Rewrite the listing below with every "thickest" changed to "widest", leaving the rest of the listing unchanged.

::: SUPPLIED INFORMATION :::

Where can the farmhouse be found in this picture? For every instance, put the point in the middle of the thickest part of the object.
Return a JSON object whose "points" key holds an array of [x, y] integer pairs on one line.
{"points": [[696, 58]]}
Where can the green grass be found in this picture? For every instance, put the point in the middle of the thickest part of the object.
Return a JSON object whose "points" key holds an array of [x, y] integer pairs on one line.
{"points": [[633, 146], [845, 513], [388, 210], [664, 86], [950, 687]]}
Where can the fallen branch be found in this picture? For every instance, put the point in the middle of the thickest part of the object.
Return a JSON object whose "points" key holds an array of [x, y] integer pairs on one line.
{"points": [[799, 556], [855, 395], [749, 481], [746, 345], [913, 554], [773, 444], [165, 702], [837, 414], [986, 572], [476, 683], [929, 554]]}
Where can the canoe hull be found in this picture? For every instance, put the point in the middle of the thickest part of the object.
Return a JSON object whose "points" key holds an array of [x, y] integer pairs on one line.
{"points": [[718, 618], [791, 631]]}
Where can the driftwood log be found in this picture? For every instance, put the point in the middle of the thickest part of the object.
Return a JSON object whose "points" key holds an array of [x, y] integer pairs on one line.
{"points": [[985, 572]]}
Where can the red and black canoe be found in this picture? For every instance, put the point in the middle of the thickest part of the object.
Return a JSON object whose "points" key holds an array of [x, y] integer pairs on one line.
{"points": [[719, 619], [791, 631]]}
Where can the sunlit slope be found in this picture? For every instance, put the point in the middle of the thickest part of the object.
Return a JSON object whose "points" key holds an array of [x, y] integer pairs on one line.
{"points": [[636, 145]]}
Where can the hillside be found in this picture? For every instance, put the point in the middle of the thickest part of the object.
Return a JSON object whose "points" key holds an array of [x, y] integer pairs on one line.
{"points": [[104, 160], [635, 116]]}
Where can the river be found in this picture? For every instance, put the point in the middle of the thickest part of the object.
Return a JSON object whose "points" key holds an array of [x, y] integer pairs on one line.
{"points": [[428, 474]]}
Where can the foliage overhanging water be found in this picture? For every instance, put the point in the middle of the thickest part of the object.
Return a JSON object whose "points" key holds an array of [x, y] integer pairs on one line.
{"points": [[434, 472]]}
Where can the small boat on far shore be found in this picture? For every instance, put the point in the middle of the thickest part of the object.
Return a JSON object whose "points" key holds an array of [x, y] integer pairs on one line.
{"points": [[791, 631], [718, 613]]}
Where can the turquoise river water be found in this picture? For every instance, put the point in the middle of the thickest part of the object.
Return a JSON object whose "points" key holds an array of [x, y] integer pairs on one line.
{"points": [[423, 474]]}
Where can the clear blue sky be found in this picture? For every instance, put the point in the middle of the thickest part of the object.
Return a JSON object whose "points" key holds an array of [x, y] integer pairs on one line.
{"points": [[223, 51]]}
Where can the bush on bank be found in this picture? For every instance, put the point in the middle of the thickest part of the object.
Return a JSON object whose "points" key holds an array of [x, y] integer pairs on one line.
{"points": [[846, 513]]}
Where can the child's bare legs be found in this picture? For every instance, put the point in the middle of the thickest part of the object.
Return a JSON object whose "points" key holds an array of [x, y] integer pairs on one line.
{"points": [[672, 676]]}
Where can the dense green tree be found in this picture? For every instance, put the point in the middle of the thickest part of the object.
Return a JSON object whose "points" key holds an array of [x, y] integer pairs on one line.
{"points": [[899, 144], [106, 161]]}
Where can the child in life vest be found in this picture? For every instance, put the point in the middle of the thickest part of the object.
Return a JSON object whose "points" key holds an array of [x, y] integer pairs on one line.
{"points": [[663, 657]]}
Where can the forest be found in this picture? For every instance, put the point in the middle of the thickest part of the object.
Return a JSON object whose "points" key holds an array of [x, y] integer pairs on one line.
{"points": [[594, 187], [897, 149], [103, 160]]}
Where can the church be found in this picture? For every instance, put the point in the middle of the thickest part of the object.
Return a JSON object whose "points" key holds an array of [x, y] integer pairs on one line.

:::

## EXERCISE SOLUTION
Where can the farmhouse be found in this picture? For every instance, put the point in the middle of the widest part of the object.
Return a JSON object whose "points" key holds an array of [x, y] integer pairs on one line.
{"points": [[696, 58]]}
Where can the green grass be found in this picture? For every instance, put the point in the middle of the widest part of the object.
Return a JSON object whose "points" key holds an array of [x, y] integer pairs on one line.
{"points": [[633, 146], [845, 513], [388, 210], [664, 86], [950, 687]]}
Where can the fallen branch be found in this picture? For every instance, put the point in the middle of the widest part of the object.
Return a JSON object whose "points" key holds an array of [x, y] integer pairs on one line.
{"points": [[799, 556], [855, 395], [749, 481], [746, 345], [913, 554], [773, 444], [165, 702], [837, 414], [986, 572], [476, 683], [929, 554]]}
Where can the canoe hull be found in this picture? For every instance, put the point in the middle of the widest part of the object.
Return a JSON object whose "points" key holds an array of [x, y] integer pairs on one line.
{"points": [[718, 618], [791, 631]]}
Where can the driftwood log be found in this picture? For every instance, put the point in the middle of the widest part of the object.
Return a JSON object whose "points" key holds an array of [x, y] integer pairs on one line.
{"points": [[985, 572]]}
Where can the red and black canoe be found in this picture? For every instance, put the point in the middle of the widest part of the object.
Return a JSON object whose "points" key holds an array of [x, y] integer pairs on one line.
{"points": [[719, 619], [791, 631]]}
Where can the sunlit slope be found in this picture? For every instance, put the point in the middle of the widest part of the object.
Return a JSON object whose "points" key holds an array of [x, y] integer pairs on one line.
{"points": [[636, 145]]}
Where can the hillside be found in this picture? For every instance, put the point in the middle of the widest part of the object.
Return a JSON object whose "points" key holds an array of [x, y] integer pairs on one line.
{"points": [[104, 160], [635, 116]]}
Where can the river be found in this picture? For every instance, put the point in the middle of the widest part of the object.
Return a JSON object whose "points" key holds an array of [x, y] integer pairs on one line.
{"points": [[428, 474]]}
Where can the foliage overhanging water be found in this picture? For every instance, put the point in the middle of the widest part of the object.
Return a JSON object whose "points" key holds an array of [x, y] integer pairs on one line.
{"points": [[434, 472]]}
Where can the small boat on far shore be found in this picture? For every instance, put the point in the middle of the widest part of the object.
Return a JSON object whose "points" key holds an array of [x, y] integer pairs on one line.
{"points": [[791, 631], [718, 613]]}
Where can the turquoise river water be found in this picture? For every instance, put the point in the middle of the widest part of the object.
Return a JSON object whose "points" key holds an array of [x, y] integer pairs on one line.
{"points": [[423, 474]]}
Where can the clear blue sky be found in this picture? For every instance, put the point in the middle of the widest part of the object.
Return a JSON object whose "points" key holds an array of [x, y] integer pairs on one line.
{"points": [[223, 51]]}
Where can the bush on bank be found in this picture? For every instance, put the point in the middle of the widest part of the object.
Return a JSON object whose "points" key holds an array of [x, y] integer pairs on one line.
{"points": [[846, 513]]}
Where can the child's bare legs be found in this picture? For every instance, put the point in the middle of the widest part of the object.
Return a JSON object whose "points" key holds an array of [x, y] integer pairs on one line.
{"points": [[672, 676]]}
Where can the dense green tree be found in this picture? For every instance, put the point in the middle of the widest part of the object.
Return a JSON object whose "points" key holds an array of [x, y] integer pairs on one line.
{"points": [[899, 144], [106, 161]]}
Where can the child in life vest be found in this picture? For every instance, put the point in the middle of the widest part of the object.
Return a JSON object whose "points" key holds an array of [x, y] integer pairs on one line.
{"points": [[663, 657]]}
Where can the forest be found in this picture? For every instance, put the point in the middle of the widest part of the object.
Return a JSON object whose "points" key holds an array of [x, y] integer pairs on one line.
{"points": [[594, 187], [897, 149], [103, 160]]}
Where can the church be found in this picture? For every instance, put the point in the middle of the widest part of the object.
Return a JSON object whose "points" key holds an array of [x, y] integer pairs on one line.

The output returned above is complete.